(WORK REQUIRED): Please copy everything from "- Location: Vetlanda, Sweden" down to "in July 2021." in the article on the 2021 Vetlanda attack, and switch every "Vetlanda" to "Eksjö".

(DOCUMENT EXCERPT):

****

- Location: Vetlanda, Sweden
- Coordinates: 57°25′30″N 15°05′06″E﻿ / ﻿57.425°N 15.085°E
- Date: 3 March 2021 14:53 (UTC+01:00)
- Target: Civilians
- Attack type: Mass stabbing
- Deaths: 0
- Injured: 7 victims +1 perpetrator
- Perpetrator: Tamim Sultani

= 2021 Vetlanda attack =

Stabbing in Vetlanda, Jönköping County, Sweden

On 3 March 2021 at around 15:00 local time, a 22-year-old man stabbed seven people in Vetlanda, Sweden. All victims survived; the perpetrator was wounded by police during his arrest. He was convicted of seven counts of attempted murder as well as a minor narcotics offense and sentenced to life imprisonment in July 2021.

== Attack ==
Some minutes before 14:55 local time, near the street of Bangårdsgatan in the southern Swedish locality of Vetlanda, a man went on a 19-minute mass stabbing rampage in the streets, attacking random pedestrians with a knife. The police received its first emergency calls at 14:54 local time, with the first patrol arriving at 15:10. Three minutes later, the attacker was shot by police and wounded, before being arrested. Police said that five different crime scenes were identified, hundreds of metres apart.

The police investigation concluded that the attack was not a terrorist act. An investigation by the Swedish National Board of Forensic Medicine found that the perpetrator was not suffering from a severe mental disorder (allvarlig psykisk störning, a Swedish legal term), during the attack. This meant that he could be sent to prison when found guilty instead of a psychiatric institution.

==Victims==
Seven civilians were stabbed. The oldest victim was born in 1945, and the youngest was born in 1985. They were all men. All casualties, including the perpetrator, were hospitalised. Three of them were initially in life-threatening, critical condition; two were seriously injured, two others were moderately injured and one individual was slightly injured.

****

(Photo-based referring expression entries):
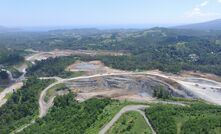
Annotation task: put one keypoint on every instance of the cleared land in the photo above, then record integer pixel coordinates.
(130, 123)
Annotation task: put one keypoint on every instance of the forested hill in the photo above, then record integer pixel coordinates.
(157, 48)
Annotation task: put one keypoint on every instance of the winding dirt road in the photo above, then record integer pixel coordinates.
(136, 108)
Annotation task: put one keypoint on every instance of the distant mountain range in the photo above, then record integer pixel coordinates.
(6, 29)
(210, 25)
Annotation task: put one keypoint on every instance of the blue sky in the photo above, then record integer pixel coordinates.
(106, 12)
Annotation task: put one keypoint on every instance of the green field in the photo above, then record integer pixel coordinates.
(106, 116)
(130, 123)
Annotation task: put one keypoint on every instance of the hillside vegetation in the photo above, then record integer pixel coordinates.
(198, 118)
(22, 106)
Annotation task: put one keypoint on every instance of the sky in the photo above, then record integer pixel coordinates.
(28, 13)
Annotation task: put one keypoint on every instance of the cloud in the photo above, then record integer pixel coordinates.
(203, 4)
(198, 13)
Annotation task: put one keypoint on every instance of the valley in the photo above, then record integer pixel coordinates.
(92, 90)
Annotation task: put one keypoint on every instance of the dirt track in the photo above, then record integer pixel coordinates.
(136, 108)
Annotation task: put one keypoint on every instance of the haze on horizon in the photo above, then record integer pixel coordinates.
(29, 13)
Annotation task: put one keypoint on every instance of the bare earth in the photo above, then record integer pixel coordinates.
(136, 108)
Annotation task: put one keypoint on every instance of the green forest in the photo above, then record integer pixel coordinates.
(196, 118)
(69, 116)
(22, 106)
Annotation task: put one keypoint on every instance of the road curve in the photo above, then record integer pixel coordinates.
(44, 107)
(136, 108)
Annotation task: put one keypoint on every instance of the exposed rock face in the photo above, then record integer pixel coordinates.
(130, 84)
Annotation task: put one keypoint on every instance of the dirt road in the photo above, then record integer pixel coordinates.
(9, 90)
(136, 108)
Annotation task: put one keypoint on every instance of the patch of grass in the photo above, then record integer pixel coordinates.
(1, 89)
(130, 123)
(107, 114)
(52, 90)
(8, 95)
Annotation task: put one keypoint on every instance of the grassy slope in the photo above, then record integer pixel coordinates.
(107, 114)
(22, 106)
(130, 123)
(68, 116)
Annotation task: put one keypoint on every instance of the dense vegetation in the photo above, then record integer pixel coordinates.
(130, 123)
(198, 118)
(69, 116)
(52, 67)
(157, 48)
(22, 106)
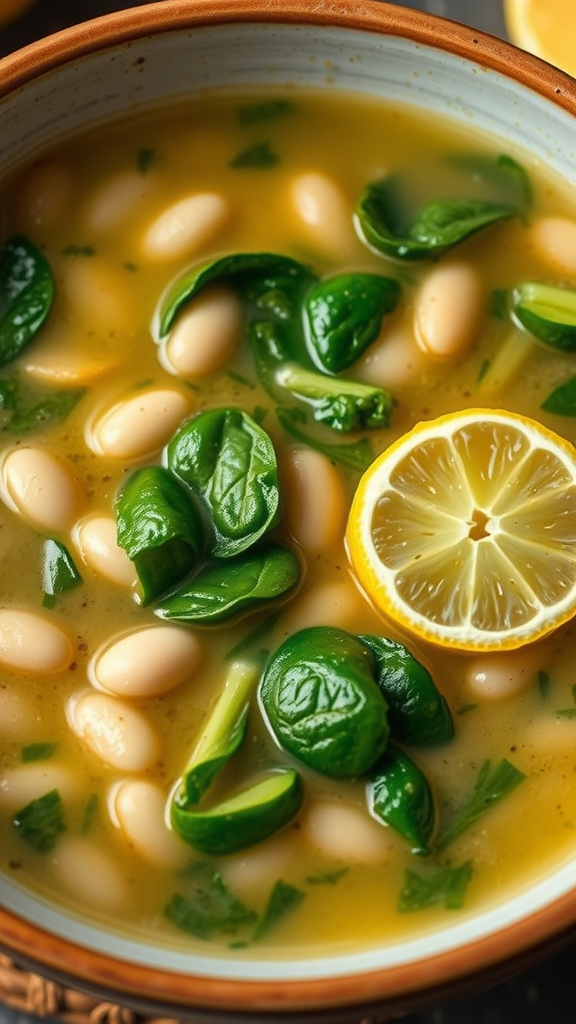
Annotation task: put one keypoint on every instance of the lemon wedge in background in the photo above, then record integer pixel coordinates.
(546, 28)
(463, 530)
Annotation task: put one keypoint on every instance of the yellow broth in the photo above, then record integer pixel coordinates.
(107, 293)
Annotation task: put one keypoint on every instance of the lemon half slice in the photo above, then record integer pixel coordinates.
(463, 530)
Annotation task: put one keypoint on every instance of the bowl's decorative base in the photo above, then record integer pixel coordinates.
(33, 994)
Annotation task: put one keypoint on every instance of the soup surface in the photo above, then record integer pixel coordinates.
(107, 686)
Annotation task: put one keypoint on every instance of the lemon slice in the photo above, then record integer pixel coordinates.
(545, 28)
(463, 530)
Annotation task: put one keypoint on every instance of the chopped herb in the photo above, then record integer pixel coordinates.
(356, 455)
(37, 752)
(499, 304)
(328, 879)
(490, 786)
(257, 156)
(146, 158)
(253, 113)
(466, 708)
(51, 409)
(58, 571)
(562, 400)
(209, 908)
(446, 887)
(41, 821)
(283, 899)
(74, 250)
(543, 684)
(90, 812)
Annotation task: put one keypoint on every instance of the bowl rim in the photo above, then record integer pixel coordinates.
(399, 985)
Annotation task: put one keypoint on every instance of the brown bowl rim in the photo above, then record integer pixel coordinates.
(63, 958)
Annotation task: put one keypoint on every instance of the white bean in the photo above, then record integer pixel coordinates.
(30, 642)
(89, 873)
(116, 200)
(186, 226)
(204, 336)
(139, 808)
(41, 488)
(495, 677)
(324, 212)
(248, 871)
(119, 734)
(147, 663)
(44, 194)
(95, 537)
(17, 717)
(315, 504)
(345, 834)
(394, 359)
(553, 240)
(30, 781)
(56, 357)
(448, 309)
(139, 425)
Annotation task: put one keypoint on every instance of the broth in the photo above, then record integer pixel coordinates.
(87, 206)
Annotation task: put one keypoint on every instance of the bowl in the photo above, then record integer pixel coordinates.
(145, 59)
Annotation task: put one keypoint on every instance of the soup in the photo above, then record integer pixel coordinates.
(174, 514)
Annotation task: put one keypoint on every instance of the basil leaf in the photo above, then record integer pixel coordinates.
(230, 464)
(37, 752)
(400, 796)
(209, 907)
(159, 528)
(27, 293)
(562, 401)
(41, 821)
(356, 455)
(283, 899)
(435, 229)
(257, 156)
(446, 887)
(58, 571)
(225, 588)
(222, 735)
(491, 785)
(344, 315)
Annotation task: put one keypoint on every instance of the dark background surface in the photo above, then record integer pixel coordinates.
(544, 992)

****

(SOLUTION):
- Location: Eksjö, Sweden
- Coordinates: 57°25′30″N 15°05′06″E﻿ / ﻿57.425°N 15.085°E
- Date: 3 March 2021 14:53 (UTC+01:00)
- Target: Civilians
- Attack type: Mass stabbing
- Deaths: 0
- Injured: 7 victims +1 perpetrator
- Perpetrator: Tamim Sultani

= 2021 Eksjö attack =

Stabbing in Eksjö, Jönköping County, Sweden

On 3 March 2021 at around 15:00 local time, a 22-year-old man stabbed seven people in Eksjö, Sweden. All victims survived; the perpetrator was wounded by police during his arrest. He was convicted of seven counts of attempted murder as well as a minor narcotics offense and sentenced to life imprisonment in July 2021.